● Task brief: Please convert every line of the records below into a Markdown table with a Row column that numbers each line and a Line column that holds its text. Leave out any blank lines.
# # # # #
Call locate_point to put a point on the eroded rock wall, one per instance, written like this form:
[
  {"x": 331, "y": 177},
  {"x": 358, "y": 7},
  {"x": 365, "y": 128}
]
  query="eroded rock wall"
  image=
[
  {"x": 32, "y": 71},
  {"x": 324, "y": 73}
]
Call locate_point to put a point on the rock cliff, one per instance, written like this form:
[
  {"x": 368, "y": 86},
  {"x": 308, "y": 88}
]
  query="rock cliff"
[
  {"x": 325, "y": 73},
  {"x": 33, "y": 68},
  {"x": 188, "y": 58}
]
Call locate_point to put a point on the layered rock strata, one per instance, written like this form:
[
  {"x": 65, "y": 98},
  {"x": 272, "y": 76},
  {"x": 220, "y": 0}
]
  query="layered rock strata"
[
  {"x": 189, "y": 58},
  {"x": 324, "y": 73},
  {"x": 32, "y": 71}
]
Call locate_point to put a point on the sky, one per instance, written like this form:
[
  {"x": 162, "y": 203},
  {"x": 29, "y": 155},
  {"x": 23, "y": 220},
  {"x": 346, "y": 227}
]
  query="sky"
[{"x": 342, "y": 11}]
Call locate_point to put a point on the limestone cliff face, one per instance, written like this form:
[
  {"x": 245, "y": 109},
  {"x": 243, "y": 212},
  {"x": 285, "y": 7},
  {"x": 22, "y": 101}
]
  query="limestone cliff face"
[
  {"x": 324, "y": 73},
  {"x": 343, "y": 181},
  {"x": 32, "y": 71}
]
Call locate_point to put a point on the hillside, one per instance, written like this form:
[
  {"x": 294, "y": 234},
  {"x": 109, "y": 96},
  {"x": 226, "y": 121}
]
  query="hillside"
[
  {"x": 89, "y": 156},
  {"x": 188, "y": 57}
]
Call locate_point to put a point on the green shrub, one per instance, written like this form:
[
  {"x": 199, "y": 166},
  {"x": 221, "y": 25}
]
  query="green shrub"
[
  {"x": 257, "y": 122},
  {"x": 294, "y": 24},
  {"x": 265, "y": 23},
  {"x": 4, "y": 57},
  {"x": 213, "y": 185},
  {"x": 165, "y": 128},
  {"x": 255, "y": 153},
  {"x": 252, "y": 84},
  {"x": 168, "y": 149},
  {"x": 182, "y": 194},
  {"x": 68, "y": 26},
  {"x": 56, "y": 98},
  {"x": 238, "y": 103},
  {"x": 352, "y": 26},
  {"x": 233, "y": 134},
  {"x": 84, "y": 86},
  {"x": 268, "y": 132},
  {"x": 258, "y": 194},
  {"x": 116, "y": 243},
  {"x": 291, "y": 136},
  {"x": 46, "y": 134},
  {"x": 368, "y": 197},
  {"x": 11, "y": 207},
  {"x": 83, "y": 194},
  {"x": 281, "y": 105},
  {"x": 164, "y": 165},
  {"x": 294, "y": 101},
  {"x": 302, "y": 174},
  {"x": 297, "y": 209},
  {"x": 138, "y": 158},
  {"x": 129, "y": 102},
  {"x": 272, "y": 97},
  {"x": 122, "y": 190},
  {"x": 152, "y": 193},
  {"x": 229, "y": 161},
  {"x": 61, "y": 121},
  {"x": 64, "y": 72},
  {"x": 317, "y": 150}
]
# # # # #
● Output of the task:
| Row | Line |
|---|---|
| 1 | Call locate_point to put a point on the eroded rock wall, one per instance, written like this form: |
| 2 | [ |
| 3 |   {"x": 331, "y": 177}, |
| 4 |   {"x": 358, "y": 7}, |
| 5 |   {"x": 365, "y": 128} |
| 6 | ] |
| 7 |   query="eroded rock wall" |
| 8 |   image= |
| 9 | [ |
| 10 |   {"x": 32, "y": 71}, |
| 11 |   {"x": 324, "y": 73} |
| 12 | ] |
| 13 | Call locate_point to put a point on the rock cliff, one per instance, written like this form: |
| 14 | [ |
| 15 |   {"x": 368, "y": 86}, |
| 16 |   {"x": 308, "y": 88} |
| 17 | ] |
| 18 |   query="rock cliff" |
| 19 | [ |
| 20 |   {"x": 325, "y": 73}, |
| 21 |   {"x": 33, "y": 68}, |
| 22 |   {"x": 188, "y": 58} |
| 23 | ] |
| 24 | Call locate_point to put a point on the layered rock strata, one per instance, written like this form: |
| 25 | [ |
| 26 |   {"x": 65, "y": 98}, |
| 27 |   {"x": 272, "y": 76}, |
| 28 |   {"x": 220, "y": 0} |
| 29 | ] |
| 30 |   query="layered rock strata" |
| 31 | [ |
| 32 |   {"x": 189, "y": 58}, |
| 33 |   {"x": 324, "y": 73}, |
| 34 |   {"x": 32, "y": 71} |
| 35 | ] |
| 36 | Call locate_point to put a point on the sky, one per instance, written like this form: |
| 37 | [ |
| 38 |   {"x": 162, "y": 203}, |
| 39 |   {"x": 29, "y": 155}, |
| 40 |   {"x": 23, "y": 220}, |
| 41 |   {"x": 346, "y": 227} |
| 42 | ] |
| 43 |   query="sky" |
| 44 | [{"x": 342, "y": 11}] |
| 45 | Call locate_point to put a point on the limestone cliff face, one per instance, written like this form: |
| 46 | [ |
| 47 |   {"x": 245, "y": 109}, |
| 48 |   {"x": 243, "y": 212}, |
| 49 |   {"x": 285, "y": 7}, |
| 50 |   {"x": 22, "y": 101} |
| 51 | ] |
| 52 |   query="limestone cliff face" |
| 53 | [ |
| 54 |   {"x": 324, "y": 73}, |
| 55 |   {"x": 343, "y": 181}, |
| 56 |   {"x": 32, "y": 71} |
| 57 | ] |
| 58 | Call locate_point to put a point on the hillside, one per instance, written like this form: |
| 59 | [ |
| 60 |   {"x": 294, "y": 234}, |
| 61 |   {"x": 109, "y": 96}, |
| 62 |   {"x": 226, "y": 121} |
| 63 | ] |
| 64 |   query="hillside" |
| 65 | [ |
| 66 |   {"x": 89, "y": 156}, |
| 67 |   {"x": 188, "y": 57} |
| 68 | ] |
| 69 | Call locate_point to put a point on the green shrub, one per instance, written like this form: |
| 70 | [ |
| 71 |   {"x": 199, "y": 166}, |
| 72 |   {"x": 221, "y": 25} |
| 73 | ] |
| 74 |   query="green shrub" |
| 75 | [ |
| 76 |   {"x": 257, "y": 122}, |
| 77 |   {"x": 294, "y": 24}, |
| 78 |   {"x": 265, "y": 23}, |
| 79 |   {"x": 4, "y": 57}, |
| 80 |   {"x": 213, "y": 185}, |
| 81 |   {"x": 165, "y": 128}, |
| 82 |   {"x": 255, "y": 153}, |
| 83 |   {"x": 252, "y": 84}, |
| 84 |   {"x": 168, "y": 149}, |
| 85 |   {"x": 182, "y": 194}, |
| 86 |   {"x": 68, "y": 26}, |
| 87 |   {"x": 56, "y": 98}, |
| 88 |   {"x": 238, "y": 103}, |
| 89 |   {"x": 352, "y": 26}, |
| 90 |   {"x": 233, "y": 134}, |
| 91 |   {"x": 84, "y": 86}, |
| 92 |   {"x": 268, "y": 132}, |
| 93 |   {"x": 258, "y": 194}, |
| 94 |   {"x": 116, "y": 243}, |
| 95 |   {"x": 291, "y": 136}, |
| 96 |   {"x": 46, "y": 134}, |
| 97 |   {"x": 368, "y": 197}, |
| 98 |   {"x": 11, "y": 207}, |
| 99 |   {"x": 83, "y": 194}, |
| 100 |   {"x": 281, "y": 105}, |
| 101 |   {"x": 164, "y": 165}, |
| 102 |   {"x": 294, "y": 101}, |
| 103 |   {"x": 302, "y": 174}, |
| 104 |   {"x": 297, "y": 209}, |
| 105 |   {"x": 138, "y": 158}, |
| 106 |   {"x": 129, "y": 102}, |
| 107 |   {"x": 272, "y": 97}, |
| 108 |   {"x": 122, "y": 190}, |
| 109 |   {"x": 152, "y": 193}, |
| 110 |   {"x": 229, "y": 161}, |
| 111 |   {"x": 61, "y": 121}, |
| 112 |   {"x": 64, "y": 72}, |
| 113 |   {"x": 317, "y": 150} |
| 114 | ] |